IT WAS in the car after the funeral that the man told me the parable of the old guitar.

More than 30 years had gone since last I saw Pablo. He lived then in the high flats overlooking the docks. Everyone called him Pablo because he looked like a young soldier home from some Mexican revolution – with the hat, gaudy shirt, neckerchief, black hair and the slow-staring brown eyes, which settled in your soul, like the picture of a gambling man rocking lazily on his chair while checking the aces and jacks in his hand.

The stare was still there, when I saw him outside the church, as the big black car pulled up with the coffin and the mourners stepped out. That was the moment for people to lift hands from their pockets and stop talking and shuffling their feet on the gravel, so that the dignity deep in each of us could rise and gather in respect and affection.

We had been a happy, roarin’, wild-sown crowd, all those years back; young men and women from different backgrounds, joined in their enthusiasm for folk/blues music – yet only a list of names, if you don’t see their faces in the smoke.

The prince and princess had been the brother and sister, Hal and Joy Crabtree. They were blessed with many talents and a magnificent surname, squeezed from the ancient earth of England. With their pal, Derek Marsden, they had been a trio in the 1960s and then they became a duo – guitars slung over their shoulders, heads back with full red lips stretched wide, while the songs of sorrow and triumph soared around us.

TASKS TO COMPLETE:
a - In the funeral memoir, where did Pablo live when the narrator last saw him more than 30 years earlier?
b - Carry the funeral memoir forward from its last sentence, keeping its voice and tone.

SUPPLIED RECORDS:
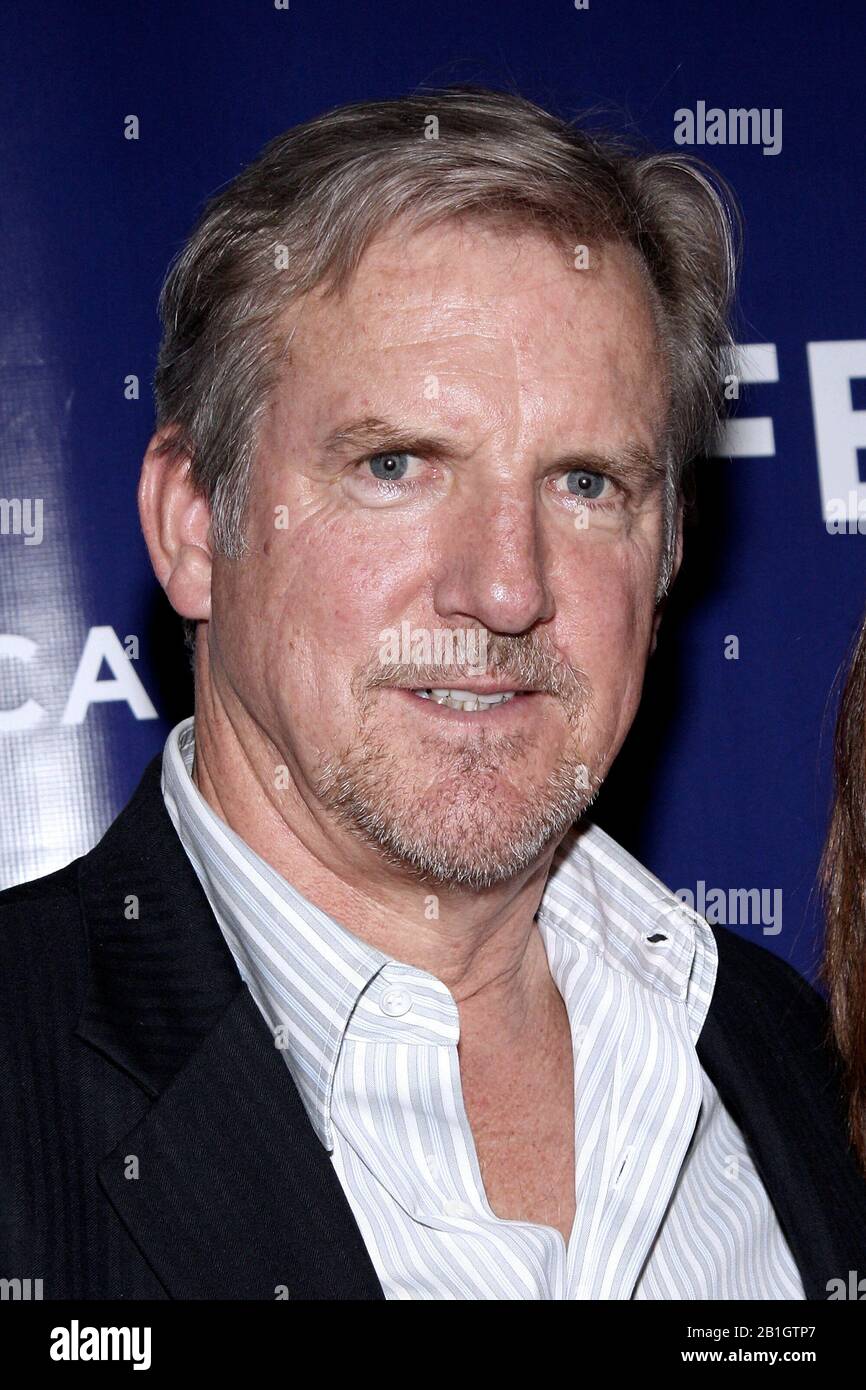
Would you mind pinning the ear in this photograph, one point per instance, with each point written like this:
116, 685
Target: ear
677, 562
175, 520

RESPONSES TO THE TASKS:
a - He lived in the high flats overlooking the docks.

b -
Inside the coffin was Betty, loving mother and wife, a nurse and charity worker of immense kindness and professionalism, whose goodness and high-charged humanity had spread to thousands of others. But her God, in whom she had placed so much trust, had called her early.

So fine words, sometimes funny, always loving, were spoken. Her husband Donny, a guitarist of natural brilliance, now under a shock of white hair, sat before the altar, alone on his chair, but with her just the same, to sing their favourite song, Sandy Denny’s Meet on the Ledge – “When my time is up I'm gonna see all my friends, meet on the ledge, we're gonna meet on the ledge, if you really mean it, it all comes round again”.

At first, it was quavery and uncertain and then his guitar howled in the nave, as his swelling voice lifted the sentiment, louder and louder, through all the clouds and into the opening blue.

What happened to everyone from the Club 800 in Birkenhead? Well, some remained close, others parted. Some married and had children, others didn’t. Hal died four years ago. Now, efforts are being made to collect photographs, cuttings and early recordings to see if there’s enough material for a memorial DVD in remembrance of wonderful times.

And then Pablo told the parable of the guitar. Some years back a boy had asked him if he could have it. Mention was made of money, but Pablo said there would be no charge, if the boy learned to play a tune. This was done and the boy took the guitar, but he died young and now his mother is learning to play it. Eventually she will pass it on to someone else. Pablo hopes that no-one will ever have to pay for the guitar. In that way it will become a symbol.

We were like that then, for a few dreaming years, young and pulsing, praising the sun and singing under the moon. Of course, businessmen make millions of pounds out of the songs of others, but their true value can never be measured in money. For the song offers hope to those who sing it, not to those who sell it.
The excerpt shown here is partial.